Testo fornito:

E questo ve l’ho raccontato…

sbetti

Avere i chiodi affissi sulla pelle e non sentire dolore

Al sopracciglio destro porta due orecchini che gli traforano la pelle. Uno parte da sotto il sopracciglio e sbuca dall’altra parte. L’altro parte da sopra e sbuca da sotto. Sono due gemme d’acciaio inchiodate lì sull’epidermide.
Quando lo vedo mi chiedo come faccia a non sentire male. A non sentire dolore. A far finta che non ci sia niente. Forse è questo uno dei sensi della vita mi chiedo. Avere i chiodi affissi sulla pelle e non sentire male. Andare avanti.
Arrivo in questo posto dalle pareti gialle e giallognole che sono le undici del mattino. Sono in mezzo alle colline bolognesi che per arrivarci fai delle strade che manco le Dolomiti. Sono tutte curvilinee sbilenche storte, come tanti piccoli vermi risalgono o scendono il monte a seconda se decidi di andare da una parte o dall’altra. Il paese è praticamente una strada. Quando ci fermiamo da una donna per chiedere informazioni, lei sgrana gli occhi e ci risponde: “Paese? Quale paese?”. Qui la gente non si sente in un paese. Ci saranno dieci case senza manco un sali e tabacchi, sali e scendi invece ce ne sono tanti, quindi se finisci le sigarette devi rimanere senza fumare per trenta chilometri e raggiungere il paese vicino che pare più civilizzato.

Dati forniti:
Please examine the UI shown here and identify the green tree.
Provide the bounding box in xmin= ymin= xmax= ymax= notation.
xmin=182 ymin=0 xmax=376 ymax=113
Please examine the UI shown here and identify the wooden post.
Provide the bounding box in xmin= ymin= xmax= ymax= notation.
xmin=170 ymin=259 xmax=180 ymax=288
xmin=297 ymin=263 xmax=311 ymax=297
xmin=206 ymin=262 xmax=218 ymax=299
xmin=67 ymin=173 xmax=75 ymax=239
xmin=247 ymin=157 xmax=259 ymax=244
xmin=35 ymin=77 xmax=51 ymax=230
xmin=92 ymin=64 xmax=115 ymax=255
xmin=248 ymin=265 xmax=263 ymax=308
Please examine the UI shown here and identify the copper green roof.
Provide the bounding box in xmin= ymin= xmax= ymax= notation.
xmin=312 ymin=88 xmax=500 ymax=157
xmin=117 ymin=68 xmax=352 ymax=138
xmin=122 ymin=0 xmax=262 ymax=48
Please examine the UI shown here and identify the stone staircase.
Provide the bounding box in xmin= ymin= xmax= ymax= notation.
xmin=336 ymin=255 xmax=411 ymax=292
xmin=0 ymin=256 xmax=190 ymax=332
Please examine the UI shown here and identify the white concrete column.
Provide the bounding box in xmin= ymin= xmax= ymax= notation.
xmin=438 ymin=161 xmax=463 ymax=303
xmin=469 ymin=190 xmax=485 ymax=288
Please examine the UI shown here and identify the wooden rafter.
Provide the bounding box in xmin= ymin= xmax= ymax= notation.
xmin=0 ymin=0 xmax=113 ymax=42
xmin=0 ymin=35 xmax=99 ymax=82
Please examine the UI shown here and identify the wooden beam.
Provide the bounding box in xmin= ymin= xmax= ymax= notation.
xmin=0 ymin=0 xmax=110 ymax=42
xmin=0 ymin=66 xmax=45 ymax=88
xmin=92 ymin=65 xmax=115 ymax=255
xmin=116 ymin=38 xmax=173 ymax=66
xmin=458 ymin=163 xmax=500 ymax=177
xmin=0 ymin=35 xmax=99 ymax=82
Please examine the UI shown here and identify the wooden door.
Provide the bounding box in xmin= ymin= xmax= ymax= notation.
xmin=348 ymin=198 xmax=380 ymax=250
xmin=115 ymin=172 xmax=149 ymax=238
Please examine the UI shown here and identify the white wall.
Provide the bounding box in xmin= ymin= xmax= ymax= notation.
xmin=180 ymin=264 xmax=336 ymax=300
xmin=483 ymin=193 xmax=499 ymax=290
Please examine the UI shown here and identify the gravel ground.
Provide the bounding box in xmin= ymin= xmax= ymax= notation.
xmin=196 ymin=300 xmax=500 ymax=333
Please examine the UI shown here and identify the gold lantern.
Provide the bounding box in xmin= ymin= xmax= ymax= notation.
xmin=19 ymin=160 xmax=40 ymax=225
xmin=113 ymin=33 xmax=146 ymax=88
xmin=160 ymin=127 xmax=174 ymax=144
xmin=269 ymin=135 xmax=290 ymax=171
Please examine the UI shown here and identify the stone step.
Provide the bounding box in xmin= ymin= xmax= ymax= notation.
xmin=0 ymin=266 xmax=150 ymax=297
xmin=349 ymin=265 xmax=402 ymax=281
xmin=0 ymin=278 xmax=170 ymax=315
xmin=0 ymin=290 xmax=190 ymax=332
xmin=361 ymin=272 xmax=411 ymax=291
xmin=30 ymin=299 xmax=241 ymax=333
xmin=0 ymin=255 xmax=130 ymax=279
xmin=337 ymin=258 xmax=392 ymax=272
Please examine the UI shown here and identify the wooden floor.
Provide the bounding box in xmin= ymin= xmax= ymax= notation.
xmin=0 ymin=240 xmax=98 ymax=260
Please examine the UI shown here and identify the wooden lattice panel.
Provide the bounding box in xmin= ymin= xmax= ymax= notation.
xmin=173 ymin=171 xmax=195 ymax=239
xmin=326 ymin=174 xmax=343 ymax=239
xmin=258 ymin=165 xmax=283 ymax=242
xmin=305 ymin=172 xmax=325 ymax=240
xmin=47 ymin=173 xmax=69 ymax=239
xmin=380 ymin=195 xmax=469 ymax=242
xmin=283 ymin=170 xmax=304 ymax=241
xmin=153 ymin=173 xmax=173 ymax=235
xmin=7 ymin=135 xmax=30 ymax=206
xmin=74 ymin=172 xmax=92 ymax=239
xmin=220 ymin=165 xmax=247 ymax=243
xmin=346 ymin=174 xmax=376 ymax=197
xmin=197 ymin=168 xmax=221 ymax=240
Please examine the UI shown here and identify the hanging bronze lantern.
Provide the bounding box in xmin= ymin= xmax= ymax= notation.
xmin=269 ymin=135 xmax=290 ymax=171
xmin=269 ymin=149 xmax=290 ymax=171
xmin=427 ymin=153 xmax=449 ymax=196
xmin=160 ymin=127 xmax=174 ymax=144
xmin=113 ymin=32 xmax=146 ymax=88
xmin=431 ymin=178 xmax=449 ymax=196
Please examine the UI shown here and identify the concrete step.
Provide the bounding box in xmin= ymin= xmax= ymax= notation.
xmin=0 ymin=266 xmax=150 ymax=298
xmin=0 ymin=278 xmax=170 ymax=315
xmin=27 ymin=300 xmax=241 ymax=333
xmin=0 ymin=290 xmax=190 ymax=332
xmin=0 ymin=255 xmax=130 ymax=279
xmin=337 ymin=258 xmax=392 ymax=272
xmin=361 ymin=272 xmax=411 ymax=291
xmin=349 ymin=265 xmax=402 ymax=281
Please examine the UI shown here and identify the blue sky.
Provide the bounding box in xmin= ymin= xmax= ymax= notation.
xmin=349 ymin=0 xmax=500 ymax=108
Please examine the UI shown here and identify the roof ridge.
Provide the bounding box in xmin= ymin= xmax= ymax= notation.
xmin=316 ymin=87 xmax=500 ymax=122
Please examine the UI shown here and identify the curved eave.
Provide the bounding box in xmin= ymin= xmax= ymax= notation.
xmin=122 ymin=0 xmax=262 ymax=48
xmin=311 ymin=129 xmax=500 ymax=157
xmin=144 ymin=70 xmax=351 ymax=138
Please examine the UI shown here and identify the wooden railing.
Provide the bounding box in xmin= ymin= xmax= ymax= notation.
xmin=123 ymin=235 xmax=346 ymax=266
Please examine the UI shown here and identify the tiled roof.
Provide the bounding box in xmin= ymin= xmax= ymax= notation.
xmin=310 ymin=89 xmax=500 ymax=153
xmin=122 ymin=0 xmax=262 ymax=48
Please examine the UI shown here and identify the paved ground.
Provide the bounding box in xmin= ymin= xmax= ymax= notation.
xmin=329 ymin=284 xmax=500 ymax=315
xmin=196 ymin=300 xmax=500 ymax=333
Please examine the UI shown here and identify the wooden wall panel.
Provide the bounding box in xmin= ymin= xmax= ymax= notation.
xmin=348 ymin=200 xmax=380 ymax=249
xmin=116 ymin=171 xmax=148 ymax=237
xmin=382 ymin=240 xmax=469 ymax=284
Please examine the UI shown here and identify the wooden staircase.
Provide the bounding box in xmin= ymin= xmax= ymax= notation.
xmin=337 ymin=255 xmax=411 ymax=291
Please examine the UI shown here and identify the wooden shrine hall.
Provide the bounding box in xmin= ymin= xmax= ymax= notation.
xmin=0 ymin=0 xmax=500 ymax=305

Il compito: Trascriva di nuovo per intero il testo fornito sopra, parola per parola e senza alcuna modifica.

Risposta scritta:
E questo ve l’ho raccontato…

sbetti

Avere i chiodi affissi sulla pelle e non sentire dolore

Al sopracciglio destro porta due orecchini che gli traforano la pelle. Uno parte da sotto il sopracciglio e sbuca dall’altra parte. L’altro parte da sopra e sbuca da sotto. Sono due gemme d’acciaio inchiodate lì sull’epidermide.
Quando lo vedo mi chiedo come faccia a non sentire male. A non sentire dolore. A far finta che non ci sia niente. Forse è questo uno dei sensi della vita mi chiedo. Avere i chiodi affissi sulla pelle e non sentire male. Andare avanti.
Arrivo in questo posto dalle pareti gialle e giallognole che sono le undici del mattino. Sono in mezzo alle colline bolognesi che per arrivarci fai delle strade che manco le Dolomiti. Sono tutte curvilinee sbilenche storte, come tanti piccoli vermi risalgono o scendono il monte a seconda se decidi di andare da una parte o dall’altra. Il paese è praticamente una strada. Quando ci fermiamo da una donna per chiedere informazioni, lei sgrana gli occhi e ci risponde: “Paese? Quale paese?”. Qui la gente non si sente in un paese. Ci saranno dieci case senza manco un sali e tabacchi, sali e scendi invece ce ne sono tanti, quindi se finisci le sigarette devi rimanere senza fumare per trenta chilometri e raggiungere il paese vicino che pare più civilizzato.